▶ **Source data**:
^^^^^^^^

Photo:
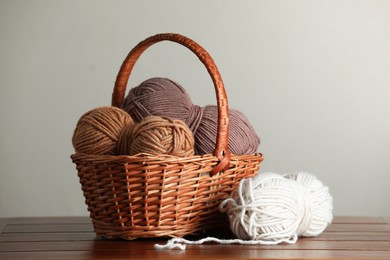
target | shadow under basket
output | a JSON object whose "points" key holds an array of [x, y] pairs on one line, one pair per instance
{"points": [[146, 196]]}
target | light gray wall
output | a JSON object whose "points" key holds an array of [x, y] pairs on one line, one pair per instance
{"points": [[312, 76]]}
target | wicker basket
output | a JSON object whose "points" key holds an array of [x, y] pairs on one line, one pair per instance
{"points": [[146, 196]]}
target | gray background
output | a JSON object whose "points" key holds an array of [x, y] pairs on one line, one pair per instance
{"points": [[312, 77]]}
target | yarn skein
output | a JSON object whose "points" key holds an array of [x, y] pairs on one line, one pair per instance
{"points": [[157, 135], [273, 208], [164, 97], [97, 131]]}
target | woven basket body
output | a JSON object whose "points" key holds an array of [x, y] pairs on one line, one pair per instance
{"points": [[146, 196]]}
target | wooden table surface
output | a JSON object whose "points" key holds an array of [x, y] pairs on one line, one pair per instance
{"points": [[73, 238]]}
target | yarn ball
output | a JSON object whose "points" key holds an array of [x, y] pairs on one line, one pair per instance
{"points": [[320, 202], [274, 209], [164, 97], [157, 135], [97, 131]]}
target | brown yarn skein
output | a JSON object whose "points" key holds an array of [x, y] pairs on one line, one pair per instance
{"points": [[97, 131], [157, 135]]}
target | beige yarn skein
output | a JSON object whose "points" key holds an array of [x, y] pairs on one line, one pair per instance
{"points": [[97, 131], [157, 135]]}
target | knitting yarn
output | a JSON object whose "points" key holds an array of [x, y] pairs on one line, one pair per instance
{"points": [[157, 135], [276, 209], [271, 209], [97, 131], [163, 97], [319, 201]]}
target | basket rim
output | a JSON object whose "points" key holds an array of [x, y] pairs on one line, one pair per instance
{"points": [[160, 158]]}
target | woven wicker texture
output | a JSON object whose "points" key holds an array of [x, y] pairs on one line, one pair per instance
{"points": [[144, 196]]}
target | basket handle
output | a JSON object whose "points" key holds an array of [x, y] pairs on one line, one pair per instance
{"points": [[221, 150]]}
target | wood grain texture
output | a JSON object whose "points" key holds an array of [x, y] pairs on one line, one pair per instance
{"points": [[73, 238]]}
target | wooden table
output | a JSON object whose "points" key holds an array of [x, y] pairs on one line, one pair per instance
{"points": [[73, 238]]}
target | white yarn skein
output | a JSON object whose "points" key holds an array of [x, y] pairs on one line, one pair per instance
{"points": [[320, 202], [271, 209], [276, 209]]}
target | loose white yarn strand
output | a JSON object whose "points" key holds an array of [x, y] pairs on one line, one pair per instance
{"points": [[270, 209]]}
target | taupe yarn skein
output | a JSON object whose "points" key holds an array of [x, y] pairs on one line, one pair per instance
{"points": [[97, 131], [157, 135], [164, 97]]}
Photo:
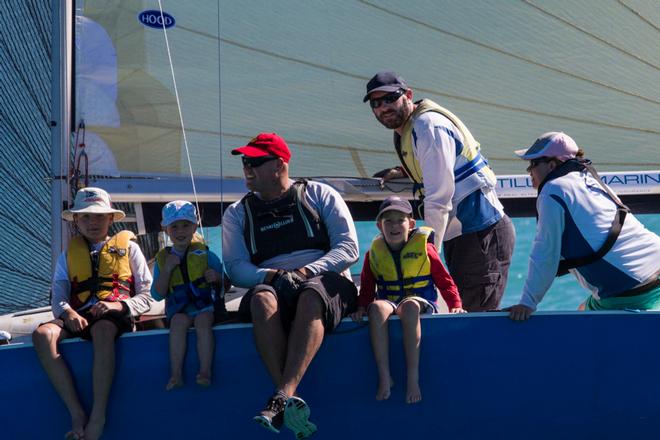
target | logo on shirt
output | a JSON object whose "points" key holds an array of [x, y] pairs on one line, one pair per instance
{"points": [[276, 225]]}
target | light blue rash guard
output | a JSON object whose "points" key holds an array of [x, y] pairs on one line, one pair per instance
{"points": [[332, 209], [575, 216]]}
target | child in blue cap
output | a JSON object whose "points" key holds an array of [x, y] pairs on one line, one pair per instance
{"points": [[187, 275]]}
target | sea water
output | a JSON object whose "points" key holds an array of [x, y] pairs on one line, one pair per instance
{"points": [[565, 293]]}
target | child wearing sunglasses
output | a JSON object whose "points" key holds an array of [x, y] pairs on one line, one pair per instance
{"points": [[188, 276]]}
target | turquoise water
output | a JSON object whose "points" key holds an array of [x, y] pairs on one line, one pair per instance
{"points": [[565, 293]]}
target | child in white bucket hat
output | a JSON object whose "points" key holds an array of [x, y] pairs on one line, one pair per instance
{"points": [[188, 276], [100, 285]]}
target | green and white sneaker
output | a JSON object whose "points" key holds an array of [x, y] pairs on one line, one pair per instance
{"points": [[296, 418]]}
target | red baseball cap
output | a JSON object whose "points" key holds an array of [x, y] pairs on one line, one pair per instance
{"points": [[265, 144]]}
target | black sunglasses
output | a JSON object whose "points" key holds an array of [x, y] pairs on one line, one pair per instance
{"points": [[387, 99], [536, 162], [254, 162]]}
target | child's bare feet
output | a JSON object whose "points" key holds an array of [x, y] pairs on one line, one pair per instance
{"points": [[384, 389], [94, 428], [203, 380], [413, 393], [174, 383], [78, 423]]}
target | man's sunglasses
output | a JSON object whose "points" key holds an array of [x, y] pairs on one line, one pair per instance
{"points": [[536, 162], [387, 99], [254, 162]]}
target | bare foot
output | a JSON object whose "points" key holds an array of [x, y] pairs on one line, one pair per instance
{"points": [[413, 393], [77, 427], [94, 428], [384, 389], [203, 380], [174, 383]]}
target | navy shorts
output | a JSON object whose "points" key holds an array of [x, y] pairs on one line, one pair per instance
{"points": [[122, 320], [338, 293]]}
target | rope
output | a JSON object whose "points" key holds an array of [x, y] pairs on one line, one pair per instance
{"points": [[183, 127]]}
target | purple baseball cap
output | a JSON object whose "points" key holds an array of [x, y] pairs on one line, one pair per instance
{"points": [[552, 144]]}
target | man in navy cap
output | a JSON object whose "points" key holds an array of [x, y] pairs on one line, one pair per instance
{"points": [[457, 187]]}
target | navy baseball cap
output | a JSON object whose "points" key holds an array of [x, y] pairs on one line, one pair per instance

^^^^^^^^

▶ **Exercise prompt**: List every line of the material from the line containing "target | man in navy cap" through the end, inclusive, as a numbered list with blank lines omitted.

▶ **Full solution**:
1. target | man in navy cap
2. output | a JSON object whose "points" key holds an array of [x, y] pairs on one line, one pair per instance
3. {"points": [[457, 187]]}
4. target | navy baseball cap
5. output | a JSON object whose "points" key holds an array of [x, y] pairs on one line, one pair per instance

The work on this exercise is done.